RECORD SET:
* START *

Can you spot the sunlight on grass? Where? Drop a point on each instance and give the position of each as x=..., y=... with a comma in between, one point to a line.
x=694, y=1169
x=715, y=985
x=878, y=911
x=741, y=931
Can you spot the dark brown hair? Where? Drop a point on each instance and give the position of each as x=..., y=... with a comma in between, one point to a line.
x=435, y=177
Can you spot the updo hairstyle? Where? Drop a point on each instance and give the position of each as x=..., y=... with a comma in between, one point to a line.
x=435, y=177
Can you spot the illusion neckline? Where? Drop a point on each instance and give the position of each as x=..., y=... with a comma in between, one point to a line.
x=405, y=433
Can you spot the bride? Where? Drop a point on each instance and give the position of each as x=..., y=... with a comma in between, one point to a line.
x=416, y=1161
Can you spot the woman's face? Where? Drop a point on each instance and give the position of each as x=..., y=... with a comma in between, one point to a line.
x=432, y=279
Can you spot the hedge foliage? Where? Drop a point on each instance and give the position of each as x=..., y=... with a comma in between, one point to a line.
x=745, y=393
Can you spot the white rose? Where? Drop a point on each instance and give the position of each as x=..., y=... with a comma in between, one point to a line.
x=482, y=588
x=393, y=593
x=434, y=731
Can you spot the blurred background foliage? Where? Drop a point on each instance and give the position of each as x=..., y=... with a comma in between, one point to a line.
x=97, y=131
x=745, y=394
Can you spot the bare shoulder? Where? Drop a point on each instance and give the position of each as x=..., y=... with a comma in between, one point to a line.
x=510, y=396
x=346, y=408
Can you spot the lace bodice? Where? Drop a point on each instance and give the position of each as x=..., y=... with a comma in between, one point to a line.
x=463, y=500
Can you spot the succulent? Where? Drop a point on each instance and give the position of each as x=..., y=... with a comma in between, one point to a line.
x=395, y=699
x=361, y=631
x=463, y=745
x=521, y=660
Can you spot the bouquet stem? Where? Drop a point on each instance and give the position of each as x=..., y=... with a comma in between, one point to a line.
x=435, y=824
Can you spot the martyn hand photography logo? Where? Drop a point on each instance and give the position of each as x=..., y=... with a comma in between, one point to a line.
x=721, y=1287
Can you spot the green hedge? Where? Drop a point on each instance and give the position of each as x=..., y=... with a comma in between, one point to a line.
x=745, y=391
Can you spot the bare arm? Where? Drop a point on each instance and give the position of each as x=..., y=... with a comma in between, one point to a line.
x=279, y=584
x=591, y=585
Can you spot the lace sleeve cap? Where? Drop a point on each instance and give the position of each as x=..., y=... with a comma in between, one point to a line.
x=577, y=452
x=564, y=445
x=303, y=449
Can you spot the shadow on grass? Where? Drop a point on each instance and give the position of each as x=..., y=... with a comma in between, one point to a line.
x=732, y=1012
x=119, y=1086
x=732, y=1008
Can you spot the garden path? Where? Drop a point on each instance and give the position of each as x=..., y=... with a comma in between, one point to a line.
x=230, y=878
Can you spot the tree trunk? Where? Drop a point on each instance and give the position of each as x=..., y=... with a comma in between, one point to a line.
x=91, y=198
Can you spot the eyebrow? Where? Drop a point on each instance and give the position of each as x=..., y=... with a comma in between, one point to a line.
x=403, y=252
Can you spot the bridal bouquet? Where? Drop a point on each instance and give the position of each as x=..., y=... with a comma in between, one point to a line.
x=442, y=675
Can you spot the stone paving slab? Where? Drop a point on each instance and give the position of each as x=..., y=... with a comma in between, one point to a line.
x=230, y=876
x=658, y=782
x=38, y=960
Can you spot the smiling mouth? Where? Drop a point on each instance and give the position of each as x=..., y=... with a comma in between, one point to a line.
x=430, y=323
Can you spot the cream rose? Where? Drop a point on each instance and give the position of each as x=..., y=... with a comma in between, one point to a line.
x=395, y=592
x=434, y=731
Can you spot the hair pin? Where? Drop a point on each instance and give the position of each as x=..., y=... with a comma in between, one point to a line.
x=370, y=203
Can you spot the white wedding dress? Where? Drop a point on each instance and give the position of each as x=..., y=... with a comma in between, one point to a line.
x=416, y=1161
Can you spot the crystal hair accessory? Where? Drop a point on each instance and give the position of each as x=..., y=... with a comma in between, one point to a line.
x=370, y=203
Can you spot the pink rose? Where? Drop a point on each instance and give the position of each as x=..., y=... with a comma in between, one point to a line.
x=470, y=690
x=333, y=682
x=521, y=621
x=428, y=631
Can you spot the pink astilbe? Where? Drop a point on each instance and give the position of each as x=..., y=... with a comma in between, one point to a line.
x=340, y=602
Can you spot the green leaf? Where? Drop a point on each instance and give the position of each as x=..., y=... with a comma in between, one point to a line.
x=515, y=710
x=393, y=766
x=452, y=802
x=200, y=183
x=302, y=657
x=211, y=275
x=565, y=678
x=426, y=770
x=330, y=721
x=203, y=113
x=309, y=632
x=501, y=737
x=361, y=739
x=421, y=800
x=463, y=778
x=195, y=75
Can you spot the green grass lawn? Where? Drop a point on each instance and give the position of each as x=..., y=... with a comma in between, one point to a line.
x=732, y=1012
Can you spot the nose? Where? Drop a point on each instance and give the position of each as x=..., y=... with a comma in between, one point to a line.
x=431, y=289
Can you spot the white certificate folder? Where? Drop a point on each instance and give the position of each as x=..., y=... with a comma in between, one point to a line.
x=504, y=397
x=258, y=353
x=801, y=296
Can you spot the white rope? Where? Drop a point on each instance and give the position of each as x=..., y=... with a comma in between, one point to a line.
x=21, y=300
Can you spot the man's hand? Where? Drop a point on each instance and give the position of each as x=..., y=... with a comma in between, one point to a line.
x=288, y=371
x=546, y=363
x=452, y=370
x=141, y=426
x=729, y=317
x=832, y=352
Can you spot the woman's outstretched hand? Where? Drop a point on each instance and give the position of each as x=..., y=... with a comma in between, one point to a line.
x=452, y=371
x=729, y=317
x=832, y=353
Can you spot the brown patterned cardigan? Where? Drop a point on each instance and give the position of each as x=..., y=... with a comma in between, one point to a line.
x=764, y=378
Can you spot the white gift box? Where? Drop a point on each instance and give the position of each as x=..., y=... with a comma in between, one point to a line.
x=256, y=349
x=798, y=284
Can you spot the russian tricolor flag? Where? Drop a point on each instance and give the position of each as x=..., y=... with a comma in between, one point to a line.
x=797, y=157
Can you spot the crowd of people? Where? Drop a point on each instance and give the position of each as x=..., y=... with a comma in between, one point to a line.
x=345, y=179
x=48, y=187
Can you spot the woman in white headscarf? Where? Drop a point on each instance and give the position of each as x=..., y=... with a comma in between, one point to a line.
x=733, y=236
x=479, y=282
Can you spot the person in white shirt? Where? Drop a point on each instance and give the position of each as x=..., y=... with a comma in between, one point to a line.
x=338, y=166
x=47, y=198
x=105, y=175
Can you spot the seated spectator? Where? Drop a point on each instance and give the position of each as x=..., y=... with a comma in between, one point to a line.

* END *

TASK STATEMENT: Copy all of the material above word for word, keeping every line in its original order.

TASK RESPONSE:
Can you spot the sunlight on grass? Where? Drop a point on each instance and give the position of each as x=..., y=... with a comma in between, one point to a line.
x=694, y=1169
x=715, y=985
x=878, y=911
x=741, y=931
Can you spot the dark brown hair? Where? Drop a point on each instance and give the position of each as x=..., y=... with a comma in between, one point to a line.
x=435, y=177
Can you spot the updo hairstyle? Where? Drop a point on each instance and give the position of each as x=..., y=... with a comma in between, one point to a line.
x=435, y=177
Can you spot the illusion neckline? Where? Drop a point on each instance and give the position of each as x=..., y=... with a comma in between, one point to a line.
x=405, y=433
Can you spot the bride? Where? Drop a point on each instance and give the position of each as x=..., y=... with a comma in between, one point to a line.
x=416, y=1161
Can you spot the woman's face? Where? Drop a point on each instance and give the position of each as x=..., y=... with a comma in between, one point to a line.
x=432, y=279
Can you spot the hedge foliage? Where? Drop a point on each instance and give the position of each as x=..., y=... with a comma in between, one point to a line.
x=745, y=393
Can you spot the white rose? Where? Drop a point on each instance and give the position of each as x=..., y=... with a comma in between, one point to a line.
x=482, y=588
x=393, y=593
x=434, y=731
Can you spot the blurred background foliage? Where? Drop a point on each instance and give the position of each as x=..., y=... with a comma in between, one point to a line.
x=97, y=131
x=745, y=394
Can you spot the bare shoulder? Where? Drop a point on each instance and give the position of each as x=..., y=... with a comma in between, one point to a line.
x=510, y=396
x=346, y=408
Can you spot the lace bodice? Where? Drop a point on each instance and give the position of each as x=..., y=... with a comma in between, one point to a line.
x=463, y=500
Can you spot the succulent? Where? Drop a point on each instance and give the position of each as x=..., y=... with a comma in between, one point to a line.
x=395, y=699
x=361, y=631
x=463, y=745
x=521, y=660
Can you spot the bouquet stem? Where? Drop a point on each instance and give the position of each as x=..., y=... with a comma in between, one point to a line.
x=435, y=824
Can you spot the martyn hand photography logo? Where? Drop a point on each instance and give the position of each as x=..., y=... with a comma in between, one point to a line.
x=721, y=1287
Can you spot the green hedge? Where? Drop a point on each instance and give the position of each as x=..., y=... with a comma in between, one point to a line.
x=745, y=391
Can you spot the bare arm? Where? Drop a point on each instance and give the position of each as x=..., y=... with a comma in between, one point to a line.
x=279, y=584
x=591, y=585
Can you spot the lace sleeve cap? Where? Drop a point on each instance and give the position of each as x=..., y=... with a comma in between, one point to a line.
x=577, y=452
x=564, y=445
x=303, y=449
Can you spot the shadow on grass? Where? Drop a point on each instance and give the position of each as x=..., y=... with a comma in between, one point to a line.
x=732, y=1012
x=119, y=1086
x=732, y=1008
Can you spot the garden path? Where? Drop a point on each instance and give the position of each as x=..., y=... with a comma in between, one point to a line.
x=230, y=878
Can you spot the tree trunk? Where? Drop a point on each instance and give the position of each as x=..., y=... with a comma in between, one point to a line.
x=91, y=198
Can you spot the eyebrow? Where? Drop a point on each instance and give the position of each as x=..., y=... with a comma in between, one point to a line.
x=403, y=252
Can you spot the bridal bouquet? Where? Drop a point on each instance and give the position of each as x=..., y=... with a comma in between, one point to a line.
x=442, y=675
Can you spot the stone paving slab? Where? Drop a point on each instance and give the position of each as x=..., y=... with a comma in between, one point to a line.
x=230, y=876
x=658, y=782
x=38, y=960
Can you spot the smiling mouth? Where? Drop a point on each instance and give the position of each as x=..., y=... with a comma in between, one point to a line.
x=430, y=323
Can you spot the cream rose? Where? Drop a point on each instance and give the position of each as x=..., y=... with a comma in between, one point to a line.
x=395, y=592
x=434, y=731
Can you spot the hair pin? Where? Drop a point on each instance and give the position of each as x=..., y=... with a comma in between, one point to a line.
x=370, y=203
Can you spot the white wedding dress? Where? Drop a point on each instance and give the position of each as x=..., y=... with a comma in between, one point to a line.
x=416, y=1161
Can you spot the crystal hair accessory? Where? Drop a point on each instance and give the position of each as x=..., y=... with a comma in between, one point to a line.
x=370, y=203
Can you spot the pink rose? Where? Drop a point on each instance and give the position of each as x=..., y=... with a comma in between, one point to a line.
x=470, y=690
x=333, y=682
x=521, y=621
x=428, y=631
Can you spot the pink astilbe? Where? Drop a point on each instance and give the position of each as x=..., y=... with a comma in between, one point to a line.
x=340, y=602
Can you spot the green leaf? Where? Drop a point on each instance and give the position of each as x=..., y=... with a comma in between, one point to a line.
x=515, y=710
x=393, y=766
x=452, y=802
x=200, y=183
x=302, y=657
x=211, y=275
x=565, y=678
x=426, y=770
x=330, y=721
x=203, y=113
x=309, y=632
x=501, y=737
x=361, y=739
x=421, y=800
x=463, y=778
x=195, y=75
Can you spot the green grass lawn? Where? Drop a point on each instance and give the position of each as x=..., y=... with a comma in between, one point to a line.
x=732, y=1012
Can you spot the nose? Where? Drop a point on each instance and give the position of each as x=..., y=... with a comma in between, one point to a line.
x=431, y=289
Can you spot the white certificate folder? Where? Drop a point on each instance and give the position of each as x=..., y=... with a comma in between, one point to a line.
x=504, y=397
x=258, y=353
x=801, y=296
Can you spot the white rope? Where? Drop a point on each instance and give the position of each as x=..., y=... with a comma in between, one point to a line.
x=21, y=300
Can you spot the man's hand? Where? Drop a point on each instance and give the position of each as x=..., y=... with a comma in between, one point to a line.
x=288, y=371
x=546, y=363
x=452, y=370
x=141, y=426
x=729, y=317
x=832, y=352
Can you spot the woman's outstretched hand? Where? Drop a point on each instance and give the position of each as x=..., y=... with a comma in between, one point to a line.
x=452, y=371
x=729, y=317
x=832, y=353
Can you spot the brown patterned cardigan? Where? Drop a point on each instance and give the position of each as x=..., y=... with a comma in between, one point to a line.
x=764, y=378
Can you spot the white gift box? Where? Drop a point on each instance and give the position of each as x=..., y=... with a comma in between, one point to a line.
x=256, y=349
x=798, y=284
Can you spot the russian tricolor flag? Where? Drop a point on each instance and give the position of each as x=..., y=... with a comma in between, one point to a line.
x=797, y=157
Can you spot the crowd of people? Where? Drop a point on each instance and give the position of each as x=..., y=... with a comma in between, one point to a line.
x=345, y=179
x=48, y=187
Can you spot the woman in white headscarf? Where? Drop a point on each instance and give the position of each as x=..., y=... with a comma in between, one point to a line.
x=733, y=236
x=479, y=282
Can you spot the person in white shirt? Where? Drop a point on each instance and give the position of each as x=..., y=... with a comma in between, one point to a line.
x=338, y=166
x=47, y=198
x=105, y=175
Can you spot the seated spectator? Where? Drop a point on each instance and give the position of each as x=..., y=... with a comma in between, one point to a line.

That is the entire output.